◆ **Problem to solve**: Recast the lines running from the start of the items through the line containing "[[488, 179]]", inclusive, as a numbered list, leaving out any blank lines.

◆ **Recorded information**:

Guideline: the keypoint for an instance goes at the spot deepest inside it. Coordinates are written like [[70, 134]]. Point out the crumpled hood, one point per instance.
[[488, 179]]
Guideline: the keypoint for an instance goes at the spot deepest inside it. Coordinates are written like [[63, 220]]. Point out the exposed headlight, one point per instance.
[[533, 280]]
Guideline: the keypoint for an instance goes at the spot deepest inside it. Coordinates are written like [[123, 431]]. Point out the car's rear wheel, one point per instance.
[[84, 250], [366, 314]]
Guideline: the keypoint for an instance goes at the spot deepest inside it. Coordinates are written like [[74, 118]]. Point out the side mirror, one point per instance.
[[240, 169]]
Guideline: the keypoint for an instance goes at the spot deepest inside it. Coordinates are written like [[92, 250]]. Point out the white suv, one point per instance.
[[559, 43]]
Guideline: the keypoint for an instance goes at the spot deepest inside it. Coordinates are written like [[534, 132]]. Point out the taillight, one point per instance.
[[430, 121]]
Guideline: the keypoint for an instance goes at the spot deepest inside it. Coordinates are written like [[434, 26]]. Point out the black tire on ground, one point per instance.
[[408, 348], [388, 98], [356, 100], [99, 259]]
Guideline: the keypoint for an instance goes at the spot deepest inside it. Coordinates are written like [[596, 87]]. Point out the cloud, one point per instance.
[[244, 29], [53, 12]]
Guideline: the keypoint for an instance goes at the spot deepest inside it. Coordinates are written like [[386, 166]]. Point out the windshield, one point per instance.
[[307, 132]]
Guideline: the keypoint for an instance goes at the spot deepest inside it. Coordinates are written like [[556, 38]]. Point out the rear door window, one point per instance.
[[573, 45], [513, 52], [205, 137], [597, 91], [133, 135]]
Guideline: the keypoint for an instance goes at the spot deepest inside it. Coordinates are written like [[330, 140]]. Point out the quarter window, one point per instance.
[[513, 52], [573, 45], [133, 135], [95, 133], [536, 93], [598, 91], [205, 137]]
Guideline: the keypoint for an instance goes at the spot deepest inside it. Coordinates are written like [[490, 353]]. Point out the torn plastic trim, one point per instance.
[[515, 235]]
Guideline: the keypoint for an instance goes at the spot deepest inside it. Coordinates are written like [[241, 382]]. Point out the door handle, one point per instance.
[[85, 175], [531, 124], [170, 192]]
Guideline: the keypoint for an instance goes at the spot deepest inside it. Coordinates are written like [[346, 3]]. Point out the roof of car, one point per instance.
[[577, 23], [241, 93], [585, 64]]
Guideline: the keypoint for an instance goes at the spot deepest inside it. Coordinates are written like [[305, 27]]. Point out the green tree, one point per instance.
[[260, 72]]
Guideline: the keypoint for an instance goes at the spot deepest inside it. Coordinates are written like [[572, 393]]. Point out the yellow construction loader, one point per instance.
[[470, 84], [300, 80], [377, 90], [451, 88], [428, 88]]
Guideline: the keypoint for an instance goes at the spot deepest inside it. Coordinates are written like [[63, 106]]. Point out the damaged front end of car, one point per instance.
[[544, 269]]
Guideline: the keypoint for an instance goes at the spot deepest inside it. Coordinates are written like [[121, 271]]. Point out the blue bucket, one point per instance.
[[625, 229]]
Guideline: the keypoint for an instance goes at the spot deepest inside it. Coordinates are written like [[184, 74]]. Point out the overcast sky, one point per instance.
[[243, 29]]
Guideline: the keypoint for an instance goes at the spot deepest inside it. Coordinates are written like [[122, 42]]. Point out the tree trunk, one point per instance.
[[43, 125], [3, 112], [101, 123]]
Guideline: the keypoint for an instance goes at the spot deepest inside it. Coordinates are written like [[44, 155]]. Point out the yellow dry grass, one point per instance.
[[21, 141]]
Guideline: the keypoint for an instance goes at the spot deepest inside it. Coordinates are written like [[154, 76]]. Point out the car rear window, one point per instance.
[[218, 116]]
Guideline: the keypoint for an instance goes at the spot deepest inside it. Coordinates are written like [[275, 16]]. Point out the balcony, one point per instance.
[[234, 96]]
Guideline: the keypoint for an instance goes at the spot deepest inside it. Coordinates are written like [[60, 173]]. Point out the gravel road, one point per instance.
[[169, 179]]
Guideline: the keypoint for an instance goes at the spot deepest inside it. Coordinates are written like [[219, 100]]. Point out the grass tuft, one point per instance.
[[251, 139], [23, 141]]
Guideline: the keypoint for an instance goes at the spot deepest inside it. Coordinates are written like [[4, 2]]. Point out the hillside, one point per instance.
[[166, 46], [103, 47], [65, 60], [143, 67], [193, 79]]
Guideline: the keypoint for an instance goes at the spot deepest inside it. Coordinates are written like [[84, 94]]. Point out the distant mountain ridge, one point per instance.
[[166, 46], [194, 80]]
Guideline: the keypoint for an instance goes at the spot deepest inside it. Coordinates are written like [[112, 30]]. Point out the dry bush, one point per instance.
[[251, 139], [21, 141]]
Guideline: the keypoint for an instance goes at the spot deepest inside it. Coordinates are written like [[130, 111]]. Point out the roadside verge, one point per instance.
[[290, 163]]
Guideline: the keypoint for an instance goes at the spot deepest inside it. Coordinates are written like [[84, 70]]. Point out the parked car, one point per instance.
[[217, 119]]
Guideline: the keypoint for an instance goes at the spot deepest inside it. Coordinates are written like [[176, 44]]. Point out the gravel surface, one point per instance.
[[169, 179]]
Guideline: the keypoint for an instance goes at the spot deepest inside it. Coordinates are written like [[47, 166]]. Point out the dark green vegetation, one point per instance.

◆ **Answer in full**:
1. Guideline: the keypoint for an instance goes at the spot deepest inside it. Coordinates are written like [[70, 134]]. Point out the crumpled hood, one point per instance.
2. [[488, 179]]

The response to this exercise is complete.